Set problem A: Which lines of the records contain the word "blue"? Copy each such line, and treat case as significant.

Dr. Yunus finally decides to fight
The Holiday, July 18th., 2013
M. Serajul Islam
It is
encouraging for the nation that Noble Laureate Dr. Mohammad Yunus is finally
standing up for himself and the Grameen Bank. He allowed himself to be badgered/humiliated/belittled
far too long by his adversaries. He watched silently the institution he built
from scratch into one recognized worldwide that brought it and him the Noble
Prize and the country great pride and the rare opportunity to revamp its very
poor international image being demolished systematically. It has been the
latest insensitive news that the Government is going to implement the decision
of the Commission on Grameen Bank to divide the world famous institution into
19 parts to place it under the government’s control that has ended the Noble
Lauareate's patience.
In the short
time after the Government made its intention public, Dr. Yunus has shown the
intention to take the fight to those who for reasons they alone can explain
have been belittling and humiliating him and his achievements when some of the
greatest leaders of our time of the likes of Nelson Mandela, President Barak
Obama and others have expressed their support for him and the Grameen Bank as
his friends and admirers. The Grameen Bank he created is today being replicated
around the world for poverty alleviation. He is one of seven individuals who have won
three of the greatest awards in current times, namely the Noble Peace Prize,
the US Predident's Gold Medal and the Congressional Medal of Honour. These are
not all his international achievements; there are far too many to easily make
him the most honoured personality in the current international arena. His
current preoccupation with Social Business has earned him even more recognition
and many think that another Nobel Prize, this time in Economics, may be waiting
for him.
With the Noble
Laureate deciding enough is enough and vowing that he would not allow the
Government to dismantle the Grameen Bank, there is now a bee line of politicians/
political parties who have suddenly felt the need to show that they are no
longer afraid to be seen in public with him to support his cause and sympathise
in his predicament. Perhaps this is so because the Noble Laureate has realized belatedly
that he needs to stand for himself and the Grameen Bank in order to save his
institution and his name, honour and dignity. The Finance Minister, no doubt
surprised to find Dr. Yunus suddenly showing the intent to fight and no longer
willing to play the role of the sparring partner for the Government, expressed
both contempt and sarcasm when he said he knew too well all the time that the Noble
Laureate is a "politician", like being a politician is a bad quality
that Dr. Yunus has been hiding forgetting that he too has turned into a
politician after a lifetime as a bureaucrat.

Source records:
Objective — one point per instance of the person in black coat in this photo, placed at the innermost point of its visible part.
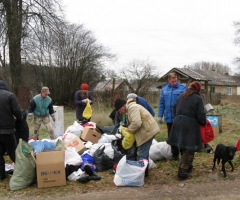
(185, 132)
(8, 109)
(80, 99)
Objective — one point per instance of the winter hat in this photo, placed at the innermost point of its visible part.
(3, 85)
(119, 103)
(195, 85)
(45, 89)
(84, 86)
(131, 95)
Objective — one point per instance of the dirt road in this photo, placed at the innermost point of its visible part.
(215, 190)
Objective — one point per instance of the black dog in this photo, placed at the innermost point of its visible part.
(226, 154)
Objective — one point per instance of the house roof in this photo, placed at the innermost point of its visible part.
(213, 77)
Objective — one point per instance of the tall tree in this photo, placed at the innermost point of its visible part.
(21, 18)
(237, 41)
(67, 58)
(139, 75)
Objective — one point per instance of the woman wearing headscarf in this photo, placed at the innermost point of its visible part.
(81, 97)
(185, 132)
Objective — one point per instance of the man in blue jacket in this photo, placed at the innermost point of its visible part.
(141, 101)
(168, 97)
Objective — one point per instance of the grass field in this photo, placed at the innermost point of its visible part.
(165, 171)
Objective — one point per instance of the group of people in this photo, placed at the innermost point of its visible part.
(40, 110)
(180, 107)
(183, 111)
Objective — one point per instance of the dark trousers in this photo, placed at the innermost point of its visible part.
(186, 162)
(175, 150)
(8, 144)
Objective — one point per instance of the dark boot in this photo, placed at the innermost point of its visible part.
(2, 173)
(182, 174)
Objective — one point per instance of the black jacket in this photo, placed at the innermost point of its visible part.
(189, 115)
(8, 109)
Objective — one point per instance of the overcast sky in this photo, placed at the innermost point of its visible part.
(170, 33)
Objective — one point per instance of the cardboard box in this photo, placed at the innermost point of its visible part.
(77, 143)
(215, 130)
(89, 134)
(50, 169)
(58, 125)
(213, 120)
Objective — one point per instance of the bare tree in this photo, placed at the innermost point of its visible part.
(209, 66)
(237, 41)
(139, 75)
(66, 59)
(20, 19)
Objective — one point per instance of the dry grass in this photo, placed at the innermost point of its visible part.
(164, 173)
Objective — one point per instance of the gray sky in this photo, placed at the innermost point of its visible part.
(170, 33)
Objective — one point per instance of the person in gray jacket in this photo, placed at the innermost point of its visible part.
(9, 109)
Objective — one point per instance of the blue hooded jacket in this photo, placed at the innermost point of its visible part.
(168, 98)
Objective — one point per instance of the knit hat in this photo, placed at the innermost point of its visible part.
(3, 85)
(131, 95)
(45, 89)
(84, 86)
(119, 103)
(195, 85)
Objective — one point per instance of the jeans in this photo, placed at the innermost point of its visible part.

Set problem B:
Answer these from the column on Dr. Yunus and the Grameen Bank:
(i) Into how many parts would the Commission's decision divide the Grameen Bank?
(ii) Dr. Yunus is one of how many individuals to have won three of the greatest awards of current times?
(iii) According to the Finance Minister, what had he known all along that Dr. Yunus is?

Complete output A:
Objective — one point per instance of the man in blue jacket in this photo, placed at the innermost point of its visible part.
Objective — one point per instance of the blue hooded jacket in this photo, placed at the innermost point of its visible part.

Complete output B:
(i) 19 parts
(ii) Seven
(iii) A "politician"